## What the task asks
Every record that follows is to be copied exactly, with the pictures omitted.
☆ ☆ ☆ ☆
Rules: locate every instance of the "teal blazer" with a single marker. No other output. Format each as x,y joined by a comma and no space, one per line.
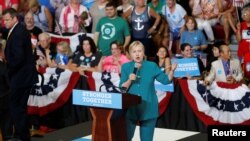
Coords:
143,86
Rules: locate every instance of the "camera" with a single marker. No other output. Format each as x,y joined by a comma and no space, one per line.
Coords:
246,34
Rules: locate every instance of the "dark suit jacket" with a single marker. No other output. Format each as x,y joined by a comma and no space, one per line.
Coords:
4,85
20,59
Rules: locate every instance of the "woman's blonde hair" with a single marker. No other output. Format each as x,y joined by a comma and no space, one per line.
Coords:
135,44
33,3
65,47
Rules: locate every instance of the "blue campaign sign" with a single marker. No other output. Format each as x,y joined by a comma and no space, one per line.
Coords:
186,67
166,88
97,99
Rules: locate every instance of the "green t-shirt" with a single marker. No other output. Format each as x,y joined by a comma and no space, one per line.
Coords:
158,8
110,30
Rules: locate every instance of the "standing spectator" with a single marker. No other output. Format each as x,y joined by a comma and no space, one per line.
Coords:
206,15
23,8
111,28
163,60
225,69
4,4
227,18
175,15
69,18
58,6
141,83
88,3
34,30
63,52
47,4
124,7
87,58
187,52
42,15
242,33
5,123
140,17
113,62
193,36
156,5
44,44
22,72
97,12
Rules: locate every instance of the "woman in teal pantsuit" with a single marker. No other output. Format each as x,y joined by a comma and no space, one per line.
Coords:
142,84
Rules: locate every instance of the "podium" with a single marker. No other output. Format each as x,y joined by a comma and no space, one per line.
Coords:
108,112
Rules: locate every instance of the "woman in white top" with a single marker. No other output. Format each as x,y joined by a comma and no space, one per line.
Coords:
69,18
97,12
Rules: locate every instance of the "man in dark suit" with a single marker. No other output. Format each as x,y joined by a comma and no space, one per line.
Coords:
5,123
21,71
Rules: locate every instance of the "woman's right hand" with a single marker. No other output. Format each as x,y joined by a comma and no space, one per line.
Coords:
132,77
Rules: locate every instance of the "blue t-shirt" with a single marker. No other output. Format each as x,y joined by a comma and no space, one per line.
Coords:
195,38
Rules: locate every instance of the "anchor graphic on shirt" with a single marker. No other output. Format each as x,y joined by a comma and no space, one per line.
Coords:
139,26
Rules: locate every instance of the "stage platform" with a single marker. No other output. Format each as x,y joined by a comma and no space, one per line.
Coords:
77,132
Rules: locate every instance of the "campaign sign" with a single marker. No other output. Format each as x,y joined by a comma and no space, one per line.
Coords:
186,67
166,88
97,99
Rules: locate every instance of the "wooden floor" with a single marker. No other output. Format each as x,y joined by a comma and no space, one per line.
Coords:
84,130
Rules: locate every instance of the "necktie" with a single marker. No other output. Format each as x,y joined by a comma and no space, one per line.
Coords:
8,35
227,68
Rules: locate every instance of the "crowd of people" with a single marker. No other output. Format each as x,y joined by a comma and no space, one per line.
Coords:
126,34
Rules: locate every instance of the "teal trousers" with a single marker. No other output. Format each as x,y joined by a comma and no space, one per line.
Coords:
146,129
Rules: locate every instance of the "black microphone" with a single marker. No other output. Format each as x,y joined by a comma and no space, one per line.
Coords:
135,69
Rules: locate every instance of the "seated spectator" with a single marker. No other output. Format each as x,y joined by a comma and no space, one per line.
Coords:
242,33
225,69
97,11
42,15
34,30
69,18
187,52
193,36
124,7
62,55
23,8
87,57
43,45
206,15
162,59
215,53
58,6
113,62
161,37
227,18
☆ ☆ ☆ ☆
## Task output
Rules: locate every instance of the "teal blazer" with a single marker. No other output. Format each as x,y joined by a comma and no space, one per line.
Coords:
143,86
Rules: locate every instance of the "camera" with a single marker. No other output. Format each as x,y joined by a comma and no space, one per line.
Coords:
246,34
Rules: locate every instance of the "dark suit jacket" with a single marker. No other output. Format each as x,y joined by a comma and no space, one per line.
Coords:
4,85
20,59
Rules: locate every instance of the "woman's blonde hair" with a single marker. No other output. Format each as x,y joined by a comma and no space, one per line.
Coords:
135,44
33,3
65,47
Rules: locate every instance of the "blue campaign sign" with a single marker. No other output. Format each as x,y joined by a comma and no space, one per line.
Coords:
186,67
166,88
97,99
Rules: locate every instance of the "green t-shirt" with a single marker. No other output. Format each as x,y joined by a comma and no space, one per line.
Coords:
158,8
110,30
Rules: locate every instance of the "standing spectator" with a single marker. No other output. Format each as x,y joined by a comma and no space, one per line.
Coords:
206,15
23,8
111,28
163,60
225,69
4,4
227,18
175,15
69,18
58,6
141,83
88,3
34,30
63,52
47,4
124,7
87,58
187,52
42,15
242,33
5,123
140,17
113,62
193,36
156,5
44,44
22,72
97,12
Rules: locate every instance of the "woman in teal pantsuit" with a single marker. No other output. Format each as x,y joined by a comma and no space, one per line.
Coords:
142,84
Rules: locate every instance of the "podium" with a single marker. No other output. Format each as x,y joined by a comma and no space, one per line.
Coords:
108,112
Rules: locate every instance of the "woman in white top" with a single marker. No other output. Format each as x,y joined by a comma and no space, one per line.
Coords:
69,18
97,12
Rules: locate every instance of the "man in dark suit" with a single marker. No other output. Format each as x,y joined by a comma and no space, one per line.
Coords:
5,123
21,71
Rules: locate every instance of the "woman's right hand" with a single marker. No other output. Format each as x,y joined by a comma and no space, one per line.
Coords:
132,77
Rules: locate every instance of the "blue t-shirt" with a single marker. No other output. Format each as x,y joined by a comma and no space, one per line.
Coords:
195,38
Rules: locate every instance of the "anchor graphic on shirt" with a single marker. No other output. Format each as x,y joined by a comma and no space, one per line.
Coords:
139,26
Rules: locate every instance of the "stage platform" with a single marker. No other output. Format each as x,y joined by a comma and no space, one per line.
Coords:
77,132
Rules: locate every instance of the "campaign sign" with a single marker. No other output. Format each as x,y joined by a comma and no space, one per line.
Coords:
186,67
166,88
97,99
Rules: locate every instance of the "wooden floor" with a single marker. No other output. Format each as x,y joined by a comma and no space, one per line.
Coords:
84,130
Rules: locate every instance of the "necktie" with a single marker. No other output. Format each as x,y joined by a comma and no space, one per line.
Coords:
8,35
227,68
Rules: locate every instance of the "crowd of people" with a single marker. No other output. Format each as x,y joined by a comma and no space, one per line.
Coords:
126,34
Rules: locate every instance of the "teal trousers" with a single marker. No other output. Format each as x,y joined by a comma and no space, one per line.
Coords:
146,129
Rules: locate every instance of the "black microphone" with a single marker. No other output. Format each as x,y joined by a comma and no space, one per line.
Coords:
135,69
Rules: locate every instance of the "seated spectator" with a single marker. No other output. Format each as x,y joined by a comma and no space, one per line.
Coords:
242,33
225,69
97,11
42,15
34,30
69,18
187,52
193,36
124,7
62,55
23,8
87,57
43,45
206,15
162,59
215,53
58,6
113,62
161,37
227,18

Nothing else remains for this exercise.